Brief 1
Retype the stretch of the article on GTA real estate mistakes from "The fix: ask" through "and inefficient process.", word for word.
Brief 2
Extend the article on buyer and seller mistakes in the GTA real estate market, picking up right after its final sentence.

Extract provided
** Start **
10 Costly Mistakes Buyers & Sellers
Make in the GTA Real Estate Market

Arthur Zhao · Broker
April 19, 2026
10 min read

Most real estate regrets aren’t caused by bad luck or impossible markets. They’re caused by predictable, avoidable mistakes—the same ones I see repeated across different clients, different price points, and different market conditions. Here are the ten I encounter most often, five on each side of the transaction.

Bottom Line Up Front: The majority of buyer and seller mistakes stem from one of two causes: acting on incomplete information, or letting emotions override a rational framework. Understanding these patterns is the first step to avoiding them.

5 Buyer Mistakes

Mistake 1: Treating List Price as Market Value

A listing price is a marketing decision, not an appraisal. In the GTA, some sellers deliberately underprice to generate competition and drive the final price higher. Others overprice to anchor buyer expectations. The list price tells you almost nothing about what a property is actually worth.

The fix: ask your agent for a Comparative Market Analysis (CMA) before settling on an offer price. Comparable sold data from the past 3–6 months is the only reliable benchmark.

Real Example: A townhouse listed at $999K—deliberately below market to invite multiple offers—sold for $1.31M in one evening. Buyers who based their budget on the list price were completely unprepared.

Mistake 2: Shopping Before Getting Pre-Approved

House-hunting without a mortgage pre-approval is like grocery shopping without knowing your budget. You might fall in love with a home that’s 30% above what you can borrow, then spend months searching for something comparable at a lower price point—a frustrating and inefficient process.

A written pre-approval takes 3–5 business days and establishes your actual borrowing capacity with verified documentation. Do this before your first serious showing.
** End **
Extracted data
** Start **
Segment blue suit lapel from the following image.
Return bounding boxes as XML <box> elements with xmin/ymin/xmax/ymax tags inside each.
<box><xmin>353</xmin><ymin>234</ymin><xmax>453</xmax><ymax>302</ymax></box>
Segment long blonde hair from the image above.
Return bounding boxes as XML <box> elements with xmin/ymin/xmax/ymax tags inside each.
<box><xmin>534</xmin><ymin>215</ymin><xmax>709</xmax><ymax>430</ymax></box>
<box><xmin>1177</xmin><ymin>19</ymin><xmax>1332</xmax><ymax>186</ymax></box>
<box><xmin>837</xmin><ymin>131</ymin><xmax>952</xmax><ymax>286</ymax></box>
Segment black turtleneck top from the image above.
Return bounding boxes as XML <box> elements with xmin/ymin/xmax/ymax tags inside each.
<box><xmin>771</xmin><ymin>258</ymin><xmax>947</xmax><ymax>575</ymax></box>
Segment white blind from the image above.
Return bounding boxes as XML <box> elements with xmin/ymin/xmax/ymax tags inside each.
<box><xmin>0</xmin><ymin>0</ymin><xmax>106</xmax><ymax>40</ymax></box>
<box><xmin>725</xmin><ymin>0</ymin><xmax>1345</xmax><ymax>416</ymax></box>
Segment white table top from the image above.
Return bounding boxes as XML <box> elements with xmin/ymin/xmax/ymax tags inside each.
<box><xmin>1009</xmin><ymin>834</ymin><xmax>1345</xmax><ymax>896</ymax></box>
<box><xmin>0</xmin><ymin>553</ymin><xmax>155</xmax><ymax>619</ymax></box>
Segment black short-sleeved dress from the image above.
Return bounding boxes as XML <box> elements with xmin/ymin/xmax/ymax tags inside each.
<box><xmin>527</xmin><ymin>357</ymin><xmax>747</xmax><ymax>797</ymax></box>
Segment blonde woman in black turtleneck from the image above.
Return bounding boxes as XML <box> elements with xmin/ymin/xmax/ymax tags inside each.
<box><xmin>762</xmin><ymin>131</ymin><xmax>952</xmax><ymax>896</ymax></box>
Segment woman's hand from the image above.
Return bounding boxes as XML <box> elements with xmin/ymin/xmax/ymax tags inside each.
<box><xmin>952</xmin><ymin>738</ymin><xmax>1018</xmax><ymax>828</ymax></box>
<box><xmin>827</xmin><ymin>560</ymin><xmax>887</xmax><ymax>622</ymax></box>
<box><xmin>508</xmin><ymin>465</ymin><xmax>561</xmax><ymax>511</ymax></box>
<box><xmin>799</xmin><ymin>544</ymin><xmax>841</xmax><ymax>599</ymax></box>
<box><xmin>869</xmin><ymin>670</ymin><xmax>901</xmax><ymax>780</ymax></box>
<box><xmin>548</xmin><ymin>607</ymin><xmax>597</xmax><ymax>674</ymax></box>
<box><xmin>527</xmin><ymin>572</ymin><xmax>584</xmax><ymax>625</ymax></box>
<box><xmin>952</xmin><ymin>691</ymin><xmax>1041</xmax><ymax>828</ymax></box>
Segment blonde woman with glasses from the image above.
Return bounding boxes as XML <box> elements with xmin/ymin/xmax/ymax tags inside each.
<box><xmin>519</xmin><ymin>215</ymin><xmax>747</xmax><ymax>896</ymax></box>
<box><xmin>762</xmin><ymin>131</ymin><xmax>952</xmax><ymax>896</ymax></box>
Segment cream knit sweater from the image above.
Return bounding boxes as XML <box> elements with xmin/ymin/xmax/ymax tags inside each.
** End **
Reply 1
The fix: ask your agent for a Comparative Market Analysis (CMA) before settling on an offer price. Comparable sold data from the past 3–6 months is the only reliable benchmark.

Real Example: A townhouse listed at $999K—deliberately below market to invite multiple offers—sold for $1.31M in one evening. Buyers who based their budget on the list price were completely unprepared.

Mistake 2: Shopping Before Getting Pre-Approved

House-hunting without a mortgage pre-approval is like grocery shopping without knowing your budget. You might fall in love with a home that’s 30% above what you can borrow, then spend months searching for something comparable at a lower price point—a frustrating and inefficient process.

Reply 2
Mistake 3: Waiving the Home Inspection Without a Plan B

The 2020–2022 bidding-war era normalized waiving inspections. Buyers paid the price—sometimes literally tens of thousands of dollars—when undisclosed issues emerged after closing. In Ontario, where home inspector licensing is unregulated and seller disclosure requirements are limited, inspection protection matters more, not less.

In 2026’s more balanced GTA market, including an inspection condition is increasingly feasible. Even in competitive situations, pre-inspections (conducted before offer night) allow you to bid confidently and conditionally.

Mistake 4: Emotional Bidding Beyond Your Ceiling

Multiple-offer situations create an artificially competitive atmosphere. The fear of losing to another buyer is real—but it’s not a good reason to overextend your finances. Buyers who haven’t set a hard maximum price before entering an offer situation routinely push past their comfort zone in the moment and spend months in buyer’s remorse afterward.

Set your ceiling before offer night. Write it down. Share it with your agent and your co-purchaser. Then stick to it.

Mistake 5: Underestimating Closing Costs

On a $1M purchase in Toronto, closing costs beyond the down payment can easily reach $35,000–$45,000. The two biggest surprises are Ontario’s Land Transfer Tax and Toronto’s additional Municipal Land Transfer Tax. First-time buyers can receive rebates of up to $8,475 (provincial) and $4,475 (municipal), but must apply—they aren’t automatic.

5 Seller Mistakes

Mistake 6: Overpricing in Search of the “Right Buyer”

Overpricing doesn’t result in a higher sale—it results in stigma. According to TRREB market data, homes on the market beyond 30 days typically sell 5–8% below comparable properties that were correctly priced from day one. The longer a home sits, the more buyers assume there’s a problem with it.

Correct pricing attracts the right buyers at the right time—when momentum and interest are highest. Price it right from the start.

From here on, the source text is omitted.